PROMPT:
Could you copy the entire listing below line for line, with no changes?

ENTRIES:
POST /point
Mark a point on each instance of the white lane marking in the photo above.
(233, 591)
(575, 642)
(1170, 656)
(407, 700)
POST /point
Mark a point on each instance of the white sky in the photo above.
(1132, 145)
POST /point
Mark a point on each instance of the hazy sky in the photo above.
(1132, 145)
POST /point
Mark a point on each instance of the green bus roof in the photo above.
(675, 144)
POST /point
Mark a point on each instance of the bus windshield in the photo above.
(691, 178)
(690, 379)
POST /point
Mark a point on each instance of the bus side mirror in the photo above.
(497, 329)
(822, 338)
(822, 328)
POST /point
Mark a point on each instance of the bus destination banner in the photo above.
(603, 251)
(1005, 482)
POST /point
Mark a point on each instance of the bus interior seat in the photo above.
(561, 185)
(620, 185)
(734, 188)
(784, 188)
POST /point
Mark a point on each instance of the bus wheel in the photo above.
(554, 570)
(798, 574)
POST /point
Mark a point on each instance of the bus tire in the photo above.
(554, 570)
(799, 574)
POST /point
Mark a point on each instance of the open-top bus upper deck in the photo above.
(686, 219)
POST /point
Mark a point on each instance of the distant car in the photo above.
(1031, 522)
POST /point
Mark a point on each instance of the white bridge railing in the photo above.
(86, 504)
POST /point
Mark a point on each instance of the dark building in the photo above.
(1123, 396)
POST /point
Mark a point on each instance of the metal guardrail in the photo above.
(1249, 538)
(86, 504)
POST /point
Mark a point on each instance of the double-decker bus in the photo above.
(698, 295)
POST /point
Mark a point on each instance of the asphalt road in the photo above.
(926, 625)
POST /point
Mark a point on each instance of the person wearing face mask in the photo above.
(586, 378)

WRITTEN ANSWER:
POST /point
Mark a point on each instance of the white lane marking in the photo above.
(233, 591)
(575, 642)
(1170, 656)
(407, 700)
POST /point
Mark a point on each instance of the white sky in the photo above.
(1132, 145)
POST /point
Mark a point on each instance of the hazy sky in the photo above.
(1132, 145)
POST /point
Mark a point on each instance of the green bus roof in the photo above.
(675, 144)
POST /point
Mark a point on each instance of the bus windshield in the photo above.
(691, 178)
(690, 379)
POST /point
Mark a point on each instance of the bus side mirror in the photo above.
(497, 329)
(822, 338)
(822, 328)
POST /point
Mark a point on each instance of the bus destination banner in the photo above.
(603, 251)
(1005, 482)
POST /point
Mark a point on each instance of the bus interior seat in the photo above.
(561, 185)
(620, 185)
(734, 188)
(784, 188)
POST /point
Mark a point on each instance of the bus wheel in the photo above.
(554, 570)
(798, 574)
POST /point
Mark a point on each instance of the bus tire in the photo above.
(554, 570)
(799, 574)
POST /point
Mark a point on each instance of the open-top bus upper deck in the photo above.
(686, 219)
POST /point
Mark a point on each instance of the distant car in the photo above.
(1031, 522)
POST /point
Mark a point on each instance of the white bridge railing in the photo above.
(86, 504)
POST /point
Mark a point on each instance of the dark building in the photo above.
(1123, 396)
POST /point
Mark a point on each instance of the metal guardrail in the photo above.
(1249, 538)
(86, 504)
POST /point
Mark a point on each instance of the double-decker bus in the photo above.
(698, 295)
POST /point
Mark a point on each instance of the asphalt road in the photo above.
(926, 625)
POST /point
Mark a point on each instance of the person wearing face mask in the photo above.
(586, 378)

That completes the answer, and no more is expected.